Page excerpt:
▬▬▬
Each effigy has a different and unique story to tell and gives an insight to the fascinating and captivating tales of Victoria’s life and reign. Here are the five portraits, including the ‘secret’ Sydney portrait, that symbolise those 63 years of her reign.
The longest reigning…
The Young Head portrait was the first official effigy of Queen Victoria to be used on circulating coinage. William Wyon’s design represented a youthful 18 year old queen, one that many people never would have thought would go on to lead the world’s largest empire and celebrate a rule lasting over 60 years.
To this day it is the longest that a portrait has featured on our circulating coinage, having been issued on bronze coins up until 1895. The Young Head effigy is considered the most favoured portrait of Victoria’s coinage, undergoing only minor changes throughout its lifespan. A variation was even designed by Wyon’s son, called the ‘Bun Head’ portrait.
The most beautiful…
In 1847, William Wyon created a second portrait of Queen Victoria, but little did he know that this portrait would go on to be regarded as one of the most beautiful representations of the Victorian age.
The revival of Gothic culture was seen across Victorian life. This particular portrait drew its name from the distinct gothic font used for the inscription around the edge, and the intricate detail on the crown that Victoria wears is considered a numismatic masterpiece.
The one that never made it to Britain…
Victoria’s portrait was used on coins that were issued at imperial mints within the empire, but the Sydney Mint Type II portrait was only ever seen on Australian coins. First issued in 1857, it was produced exclusively on Australian coins for only 14 years! It depicted a younger queen with a sprig of banksia (an Australia plant) weaved into her hair, which gave it a distinct Australian feel.
The most controversial…
By 1887 Victoria had ruled for over 50 years and overseen the expansion of the British Empire into the largest the world had ever seen. A new portrait was needed to reflect the achievements and elegance of an elder monarch. The Jubilee Head portrait was designed by Sir Joseph Boehm and was the first to feature Victoria in her mourning veil.
The portrait was only circulated for six years, partly because the public thought that the crown was balanced precariously on her head and didn’t reflect the queen with the grace that she deserved. Because of the split public opinion, the portrait was shortly replaced just six years after it was introduced.
The Queen in mourning…
By 1893 Thomas Brock had created the Old Head portrait. It depicted a mature Queen with her mourning veil draped over her shoulder and tiara. Victoria’s veil had become integral to her image since the death of her husband in 1861, right up until her final years. This is one of the most famous images of Victoria and features on the final sovereign of her reign, issued in 1901.
Of all the monarchs, Victoria’s reign seems to have captured the imagination of the public more than any other. Every coin and portrait tells a unique story – from the Young Head which depicted a promising Queen, right through to the Old Head which represented an aging and graceful monarch.
▬▬▬
Dataset content:
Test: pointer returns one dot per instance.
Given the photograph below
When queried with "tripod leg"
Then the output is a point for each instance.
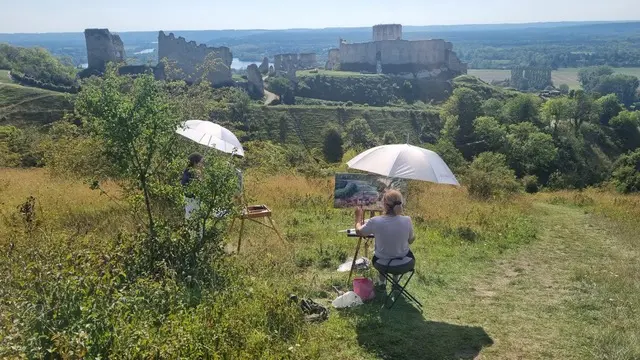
▬▬▬
Stated task 1: Decide whether each statement agrees with the text on Queen Victoria's coin portraits, answering yes or no and quoting the deciding words: (a) The Young Head portrait was issued on bronze coins until 1895. (b) The Jubilee Head portrait was designed by William Wyon. (c) The Sydney Mint Type II portrait shows a sprig of banksia in the queen's hair.
Stated task 2: In the text on Queen Victoria's coin portraits, what gave William Wyon's 1847 portrait its name?

Exercise result 1:
(a) Yes: "having been issued on bronze coins up until 1895"
(b) No: "The Jubilee Head portrait was designed by Sir Joseph Boehm"
(c) Yes: "It depicted a younger queen with a sprig of banksia"

Exercise result 2: The distinct gothic font used for the inscription around the edge.